↓
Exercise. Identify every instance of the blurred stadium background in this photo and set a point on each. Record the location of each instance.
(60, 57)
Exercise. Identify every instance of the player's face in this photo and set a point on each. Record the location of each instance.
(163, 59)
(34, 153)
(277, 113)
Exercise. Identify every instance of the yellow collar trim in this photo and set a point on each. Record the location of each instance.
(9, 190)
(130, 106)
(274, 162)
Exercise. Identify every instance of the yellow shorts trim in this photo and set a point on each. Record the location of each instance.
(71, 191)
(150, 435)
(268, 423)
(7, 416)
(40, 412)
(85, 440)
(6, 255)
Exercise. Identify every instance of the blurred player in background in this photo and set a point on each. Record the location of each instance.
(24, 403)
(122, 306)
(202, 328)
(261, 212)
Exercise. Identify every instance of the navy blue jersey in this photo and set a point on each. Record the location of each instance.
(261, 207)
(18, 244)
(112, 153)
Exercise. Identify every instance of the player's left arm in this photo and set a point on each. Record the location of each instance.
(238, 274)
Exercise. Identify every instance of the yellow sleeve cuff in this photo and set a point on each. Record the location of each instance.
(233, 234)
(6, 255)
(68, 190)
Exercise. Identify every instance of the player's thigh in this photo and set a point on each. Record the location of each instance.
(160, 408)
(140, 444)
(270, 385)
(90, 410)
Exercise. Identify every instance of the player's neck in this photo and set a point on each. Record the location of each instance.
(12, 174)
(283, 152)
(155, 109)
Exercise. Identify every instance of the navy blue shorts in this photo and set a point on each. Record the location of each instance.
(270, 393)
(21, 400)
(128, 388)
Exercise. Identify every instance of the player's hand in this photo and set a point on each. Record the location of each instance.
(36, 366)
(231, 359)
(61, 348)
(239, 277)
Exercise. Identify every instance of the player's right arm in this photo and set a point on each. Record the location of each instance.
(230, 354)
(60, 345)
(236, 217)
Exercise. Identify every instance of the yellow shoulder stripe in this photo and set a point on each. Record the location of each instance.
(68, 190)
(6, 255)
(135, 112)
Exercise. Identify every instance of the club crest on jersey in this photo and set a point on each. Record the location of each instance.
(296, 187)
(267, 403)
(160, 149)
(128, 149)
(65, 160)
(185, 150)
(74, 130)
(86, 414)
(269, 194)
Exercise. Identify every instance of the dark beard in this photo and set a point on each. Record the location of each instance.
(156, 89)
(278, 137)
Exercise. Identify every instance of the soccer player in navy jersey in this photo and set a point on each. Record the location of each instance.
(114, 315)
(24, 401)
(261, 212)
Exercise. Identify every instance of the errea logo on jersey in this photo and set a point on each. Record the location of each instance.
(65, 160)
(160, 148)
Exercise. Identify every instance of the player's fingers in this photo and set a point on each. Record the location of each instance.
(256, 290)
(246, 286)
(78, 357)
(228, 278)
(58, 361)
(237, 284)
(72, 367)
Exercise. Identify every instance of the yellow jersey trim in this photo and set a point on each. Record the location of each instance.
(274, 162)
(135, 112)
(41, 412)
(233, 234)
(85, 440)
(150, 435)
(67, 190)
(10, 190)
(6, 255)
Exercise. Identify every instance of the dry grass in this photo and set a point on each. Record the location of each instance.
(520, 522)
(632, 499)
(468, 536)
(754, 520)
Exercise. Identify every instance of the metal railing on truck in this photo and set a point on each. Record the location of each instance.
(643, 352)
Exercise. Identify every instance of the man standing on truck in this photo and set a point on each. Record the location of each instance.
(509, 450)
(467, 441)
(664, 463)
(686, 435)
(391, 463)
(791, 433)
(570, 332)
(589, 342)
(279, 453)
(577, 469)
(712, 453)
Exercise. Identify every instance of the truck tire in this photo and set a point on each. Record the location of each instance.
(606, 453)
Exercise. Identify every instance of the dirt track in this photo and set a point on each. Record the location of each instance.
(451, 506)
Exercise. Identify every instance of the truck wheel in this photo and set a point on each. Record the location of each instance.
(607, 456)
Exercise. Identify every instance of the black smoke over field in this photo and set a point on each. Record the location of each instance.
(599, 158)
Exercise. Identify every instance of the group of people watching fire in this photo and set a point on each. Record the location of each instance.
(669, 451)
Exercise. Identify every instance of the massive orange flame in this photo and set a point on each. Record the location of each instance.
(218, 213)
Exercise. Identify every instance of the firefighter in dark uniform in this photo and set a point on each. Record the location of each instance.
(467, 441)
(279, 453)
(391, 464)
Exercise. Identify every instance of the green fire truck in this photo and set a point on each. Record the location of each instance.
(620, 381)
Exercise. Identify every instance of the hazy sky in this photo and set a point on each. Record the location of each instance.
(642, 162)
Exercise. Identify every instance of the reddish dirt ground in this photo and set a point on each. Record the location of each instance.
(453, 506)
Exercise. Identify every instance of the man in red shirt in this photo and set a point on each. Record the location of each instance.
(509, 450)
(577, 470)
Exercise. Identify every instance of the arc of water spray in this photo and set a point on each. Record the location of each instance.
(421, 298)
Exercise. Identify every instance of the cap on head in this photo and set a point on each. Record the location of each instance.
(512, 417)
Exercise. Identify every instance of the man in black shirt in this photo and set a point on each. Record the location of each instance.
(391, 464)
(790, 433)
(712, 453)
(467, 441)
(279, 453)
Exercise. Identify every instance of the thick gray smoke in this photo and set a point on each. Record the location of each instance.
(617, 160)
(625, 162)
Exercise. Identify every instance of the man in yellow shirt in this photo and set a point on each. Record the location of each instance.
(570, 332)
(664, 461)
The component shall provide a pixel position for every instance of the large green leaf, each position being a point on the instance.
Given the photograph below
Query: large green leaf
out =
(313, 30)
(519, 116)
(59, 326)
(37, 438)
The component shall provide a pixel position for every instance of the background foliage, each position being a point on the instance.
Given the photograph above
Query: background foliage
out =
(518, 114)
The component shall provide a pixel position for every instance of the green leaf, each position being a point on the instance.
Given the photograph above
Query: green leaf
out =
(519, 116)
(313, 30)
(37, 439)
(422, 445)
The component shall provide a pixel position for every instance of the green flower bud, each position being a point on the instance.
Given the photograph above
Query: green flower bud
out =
↑
Reproduce the material above, keeping every line intact.

Response area:
Exercise. Identify every instance of the blurred stadium background in this photo and set a point on each. Record the location of each instance.
(60, 57)
Exercise. Identify every instance of the player's face in this photo and set a point on each. Record the location of each instance.
(163, 59)
(34, 153)
(277, 113)
Exercise. Identify every instance of the yellow collar trim in this photo and set a point on each. Record the location of each instance.
(9, 190)
(130, 106)
(274, 162)
Exercise. Identify every instance of the yellow shorts trim in this photo and set a point on each. Record the location of each instance.
(71, 191)
(150, 435)
(268, 423)
(7, 416)
(40, 412)
(85, 440)
(6, 255)
Exercise. Identify every instance of the blurred player in background in this photo and set a point on each. Record the location of each instance.
(24, 403)
(122, 306)
(202, 328)
(261, 212)
Exercise. Identify every instance of the navy blue jersey in this photo and set a point on each. Record the location of each instance.
(261, 207)
(18, 244)
(112, 153)
Exercise. Identify every instance of the player's left arm in this photo and set a point on each. Record the location of each instance.
(238, 274)
Exercise. Identify every instance of the yellow sleeve cuff in this photo and set a point on each. Record the location of each instance.
(233, 234)
(6, 255)
(68, 190)
Exercise. Identify every instance of the player's thigh in this photo and set a point on each. Record the location of each instance.
(160, 408)
(140, 444)
(270, 385)
(90, 410)
Exercise. Identify every instance of the player's neck in this photo and set a point on each. Record the location of each instance.
(12, 174)
(283, 152)
(155, 109)
Exercise. Identify every instance of the navy blue shorts in this photo and set a point on each. Record the location of each instance.
(270, 393)
(21, 400)
(128, 388)
Exercise. Identify every instance of the player's hand in this photo and set a point on each. Record the location of each instance.
(36, 366)
(231, 359)
(61, 348)
(239, 277)
Exercise. Identify every instance of the player's right arm in this photo and set a point on each. Record the location of each instance.
(230, 354)
(60, 345)
(236, 217)
Exercise. Identify every instance of the yellow shoulder stripe in this photo and set a point on each. Record the location of each instance.
(68, 190)
(6, 255)
(135, 112)
Exercise. Identify every instance of the club crest on jersey in this photo and set a point on each. Record the location of each instance.
(296, 187)
(267, 403)
(160, 149)
(128, 149)
(65, 160)
(185, 150)
(74, 130)
(86, 414)
(269, 194)
Exercise. Identify every instance of the dark beard in this photo and set a point on each. Record the location of each instance.
(156, 89)
(278, 137)
Exercise. Identify every instance of the soccer player in navy jersey in this photo and set a point on each. Record the location of each instance.
(114, 315)
(24, 401)
(261, 212)
Exercise. Identify every instance of the errea logo on jersey in this photo and set a point on each. Record the location of each instance.
(65, 160)
(160, 148)
Exercise. Identify every instance of the player's fingers in this photo and set a point on each. Record the location of each instance.
(256, 290)
(246, 286)
(78, 357)
(228, 278)
(58, 361)
(237, 284)
(72, 367)
Exercise. Identify every instance of the yellow jersey trim in this photo and set a point on each. Record the location of each instance.
(274, 162)
(135, 112)
(41, 412)
(233, 234)
(85, 440)
(150, 435)
(67, 190)
(10, 190)
(6, 255)
Exercise. Identify every instance of the dry grass in this photo and set a point on each. Record the location of each instance.
(520, 522)
(632, 499)
(468, 536)
(754, 520)
Exercise. Identify every instance of the metal railing on truck in this photo and set a point on each. Record the location of each instance.
(643, 352)
Exercise. Identify every instance of the man standing on truck in this photo and set a point on each. Record the location of each instance.
(509, 450)
(467, 441)
(664, 463)
(686, 435)
(391, 463)
(791, 433)
(570, 332)
(589, 342)
(279, 453)
(577, 469)
(712, 453)
Exercise. Identify every instance of the truck tire in this photo and set a point on each. Record the location of each instance.
(606, 453)
Exercise. Identify every instance of the dirt track in this photo and set a point on each. Record the location of each instance.
(451, 506)
Exercise. Identify every instance of the truck wheel in this photo and set a point on each. Record the location of each instance.
(607, 456)
Exercise. Identify every instance of the black smoke over field in this photo and set a point on each. Record the location of each instance.
(599, 158)
Exercise. Identify every instance of the group of people watching fire in this photo and set a point on each. Record the location of each instance.
(669, 451)
Exercise. Identify every instance of the massive orange flame in this photo and set a point on each. Record the location of each instance.
(218, 213)
Exercise. Identify every instance of the firefighter in dark uniform in this photo and set a point on each. Record the location of each instance.
(467, 441)
(279, 453)
(391, 464)
Exercise. Identify every instance of the green fire truck in this photo and set a point on each. Record the location of each instance.
(620, 381)
Exercise. Identify every instance of the hazy sky in this photo and set a point on each. Record the location of each instance.
(642, 162)
Exercise. Identify every instance of the reddish dirt ground in this photo and set a point on each. Record the location of each instance.
(453, 506)
Exercise. Identify every instance of the man in red shirt in this photo and set a point on each. Record the location of each instance.
(509, 450)
(577, 470)
Exercise. Identify every instance of the arc of water spray in this photo and set a point on each. Record the location of each instance.
(421, 298)
Exercise. Identify every instance of the cap on head in this photo and set a point on each. Record the location of each instance.
(512, 417)
Exercise. Identify every instance of the man in black shirt in this photo and set a point on each. Record the location of each instance.
(391, 464)
(790, 433)
(712, 453)
(467, 441)
(279, 453)
Exercise. Identify every instance of the thick gray smoke in this photo and set a point on each. Record the location of each instance.
(617, 160)
(625, 162)
Exercise. Identify every instance of the man in yellow shirt in this photo and set a point on each. Record the location of each instance.
(570, 332)
(664, 461)
The component shall provide a pixel position for every instance of the large green leaf, each position being a point on the instance.
Given the photograph below
Query: large green leaf
out =
(313, 30)
(519, 116)
(59, 326)
(37, 438)
The component shall provide a pixel position for every instance of the background foliage, each position being a point on the instance.
Given the photograph above
Query: background foliage
out =
(518, 114)
The component shall provide a pixel position for every instance of the green leaf, each position being a point on the instance.
Given the photograph above
Query: green leaf
out =
(519, 116)
(313, 30)
(37, 439)
(422, 445)
The component shall provide a pixel position for every instance of the green flower bud, each position being a point on the instance.
Given the photograph above
Query: green flower bud
out =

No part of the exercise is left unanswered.